## Verilen Görev
Alıntıdaki metni "Herkes JC'le Vakit" ifadesiyle "deyip geçmiş olabilirim." ifadesi arasında, her iki ifade de dahil olmak üzere harfi harfine kopyalayın.

===== Verilen Alıntı =====

14 Ocak 2009 Çarşamba

Herkes JC'le Vakit Geçirmek İster

Boyalı BB'nin 'öğrencilerim' dediği sübyan grubunun 'kişisel gelişim' öğrencileri olduğunu öğrenmem için bugünü yaşamam lazımmış. Halbuki o gece tanıştığım kişiler 'merhaba, benim adım JC, global bir reklam ajansında işbitirici olarak çalışıyorum' cümlesini kursa bile fark etmeyecekmişim. Ha ha haha. Belki içlerinden bir tanesi 'beyazlar giyinmiş bunca insan arasında siyah iç çamaşırı giydiğimi fark edebilecek kadar yaşı ilerlemiş tek hayvan herif siz olabilirsiniz herhalde' demiştir ve ben 'memnun oldum tanıştığımıza' deyip geçmiş olabilirim.

===== Gösterilen Liste =====

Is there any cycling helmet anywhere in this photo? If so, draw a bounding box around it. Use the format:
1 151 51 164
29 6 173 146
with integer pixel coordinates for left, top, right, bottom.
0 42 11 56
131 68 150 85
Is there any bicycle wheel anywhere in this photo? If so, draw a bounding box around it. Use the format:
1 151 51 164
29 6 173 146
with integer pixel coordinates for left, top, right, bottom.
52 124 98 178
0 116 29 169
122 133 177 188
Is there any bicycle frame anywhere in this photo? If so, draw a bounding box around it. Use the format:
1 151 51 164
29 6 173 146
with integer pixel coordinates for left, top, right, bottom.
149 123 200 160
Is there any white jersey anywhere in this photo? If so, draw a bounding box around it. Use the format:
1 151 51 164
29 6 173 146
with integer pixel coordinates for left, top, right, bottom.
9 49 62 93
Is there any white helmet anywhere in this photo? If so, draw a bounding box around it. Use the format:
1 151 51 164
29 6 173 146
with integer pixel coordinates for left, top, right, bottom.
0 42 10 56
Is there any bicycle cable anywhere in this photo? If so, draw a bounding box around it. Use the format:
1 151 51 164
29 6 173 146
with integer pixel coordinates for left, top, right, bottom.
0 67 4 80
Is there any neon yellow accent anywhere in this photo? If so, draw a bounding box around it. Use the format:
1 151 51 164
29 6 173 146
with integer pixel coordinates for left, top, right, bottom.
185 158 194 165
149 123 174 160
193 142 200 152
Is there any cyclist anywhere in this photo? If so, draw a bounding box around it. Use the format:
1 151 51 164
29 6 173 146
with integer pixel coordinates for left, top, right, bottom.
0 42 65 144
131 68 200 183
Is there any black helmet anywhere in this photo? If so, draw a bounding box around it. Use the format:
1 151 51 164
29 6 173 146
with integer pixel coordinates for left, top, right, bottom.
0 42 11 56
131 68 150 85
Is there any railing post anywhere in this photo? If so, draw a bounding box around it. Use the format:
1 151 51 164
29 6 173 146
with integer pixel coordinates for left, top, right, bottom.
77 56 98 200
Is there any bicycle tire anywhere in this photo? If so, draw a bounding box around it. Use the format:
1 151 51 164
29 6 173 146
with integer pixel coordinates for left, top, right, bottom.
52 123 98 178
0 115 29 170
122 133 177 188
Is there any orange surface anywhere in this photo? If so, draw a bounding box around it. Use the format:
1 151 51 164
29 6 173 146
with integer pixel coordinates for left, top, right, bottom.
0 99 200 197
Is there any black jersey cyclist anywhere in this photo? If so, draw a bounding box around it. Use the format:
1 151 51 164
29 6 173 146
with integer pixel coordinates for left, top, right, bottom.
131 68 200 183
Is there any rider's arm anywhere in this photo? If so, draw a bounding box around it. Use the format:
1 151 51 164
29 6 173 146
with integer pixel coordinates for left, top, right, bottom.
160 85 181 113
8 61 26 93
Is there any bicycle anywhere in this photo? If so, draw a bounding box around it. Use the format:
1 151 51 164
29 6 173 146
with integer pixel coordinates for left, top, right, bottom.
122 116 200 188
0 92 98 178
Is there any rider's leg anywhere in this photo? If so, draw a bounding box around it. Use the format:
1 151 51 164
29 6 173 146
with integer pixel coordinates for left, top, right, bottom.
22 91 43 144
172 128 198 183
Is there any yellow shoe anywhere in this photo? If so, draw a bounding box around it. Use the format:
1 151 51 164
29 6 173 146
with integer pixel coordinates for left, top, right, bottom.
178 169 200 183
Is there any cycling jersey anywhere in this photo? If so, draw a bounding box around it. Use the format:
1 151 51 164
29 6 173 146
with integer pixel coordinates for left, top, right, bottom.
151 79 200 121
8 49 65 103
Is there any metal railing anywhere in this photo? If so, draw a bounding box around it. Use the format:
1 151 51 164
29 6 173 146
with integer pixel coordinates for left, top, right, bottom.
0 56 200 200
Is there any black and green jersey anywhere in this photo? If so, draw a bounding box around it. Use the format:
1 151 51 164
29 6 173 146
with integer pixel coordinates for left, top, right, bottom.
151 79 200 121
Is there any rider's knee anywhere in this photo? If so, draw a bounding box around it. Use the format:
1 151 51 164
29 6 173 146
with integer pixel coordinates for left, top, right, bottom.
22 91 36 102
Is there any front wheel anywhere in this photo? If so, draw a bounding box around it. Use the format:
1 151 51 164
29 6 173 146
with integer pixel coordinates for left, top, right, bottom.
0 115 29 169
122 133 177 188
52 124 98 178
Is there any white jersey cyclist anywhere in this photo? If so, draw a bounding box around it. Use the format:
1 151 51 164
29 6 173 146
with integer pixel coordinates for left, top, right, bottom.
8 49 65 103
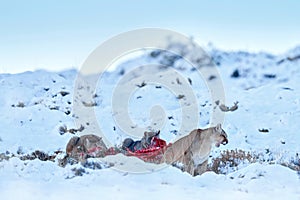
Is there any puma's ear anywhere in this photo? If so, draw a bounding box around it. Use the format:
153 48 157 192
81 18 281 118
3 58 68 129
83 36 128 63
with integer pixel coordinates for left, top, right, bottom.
215 124 222 133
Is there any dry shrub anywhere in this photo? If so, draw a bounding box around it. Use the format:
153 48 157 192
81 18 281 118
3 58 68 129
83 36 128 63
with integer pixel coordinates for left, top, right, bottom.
208 149 300 174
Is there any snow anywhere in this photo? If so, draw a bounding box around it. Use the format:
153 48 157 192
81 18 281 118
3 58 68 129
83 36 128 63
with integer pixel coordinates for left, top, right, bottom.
0 47 300 200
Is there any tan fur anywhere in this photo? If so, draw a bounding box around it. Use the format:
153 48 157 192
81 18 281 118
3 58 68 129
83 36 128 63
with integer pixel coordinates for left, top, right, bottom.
164 124 228 176
66 134 107 162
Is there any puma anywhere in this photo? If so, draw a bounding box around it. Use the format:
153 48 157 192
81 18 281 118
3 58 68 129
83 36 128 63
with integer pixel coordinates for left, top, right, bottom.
164 124 228 176
66 134 107 162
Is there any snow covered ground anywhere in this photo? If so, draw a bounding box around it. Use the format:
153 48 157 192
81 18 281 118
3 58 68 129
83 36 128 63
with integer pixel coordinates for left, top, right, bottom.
0 44 300 200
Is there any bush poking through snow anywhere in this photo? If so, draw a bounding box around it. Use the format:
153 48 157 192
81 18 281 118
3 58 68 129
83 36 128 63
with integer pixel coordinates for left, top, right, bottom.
208 149 300 174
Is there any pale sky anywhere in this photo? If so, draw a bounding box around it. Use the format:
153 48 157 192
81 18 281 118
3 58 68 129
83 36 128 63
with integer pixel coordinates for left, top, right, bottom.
0 0 300 73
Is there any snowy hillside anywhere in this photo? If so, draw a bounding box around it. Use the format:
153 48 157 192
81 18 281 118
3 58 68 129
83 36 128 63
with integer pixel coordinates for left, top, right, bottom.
0 47 300 200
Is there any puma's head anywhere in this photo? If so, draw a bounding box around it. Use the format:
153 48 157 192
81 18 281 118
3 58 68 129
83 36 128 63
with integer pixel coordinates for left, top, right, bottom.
141 131 160 148
212 124 228 147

=====

## Doğru Yanıt
Herkes JC'le Vakit Geçirmek İster

Boyalı BB'nin 'öğrencilerim' dediği sübyan grubunun 'kişisel gelişim' öğrencileri olduğunu öğrenmem için bugünü yaşamam lazımmış. Halbuki o gece tanıştığım kişiler 'merhaba, benim adım JC, global bir reklam ajansında işbitirici olarak çalışıyorum' cümlesini kursa bile fark etmeyecekmişim. Ha ha haha. Belki içlerinden bir tanesi 'beyazlar giyinmiş bunca insan arasında siyah iç çamaşırı giydiğimi fark edebilecek kadar yaşı ilerlemiş tek hayvan herif siz olabilirsiniz herhalde' demiştir ve ben 'memnun oldum tanıştığımıza' deyip geçmiş olabilirim.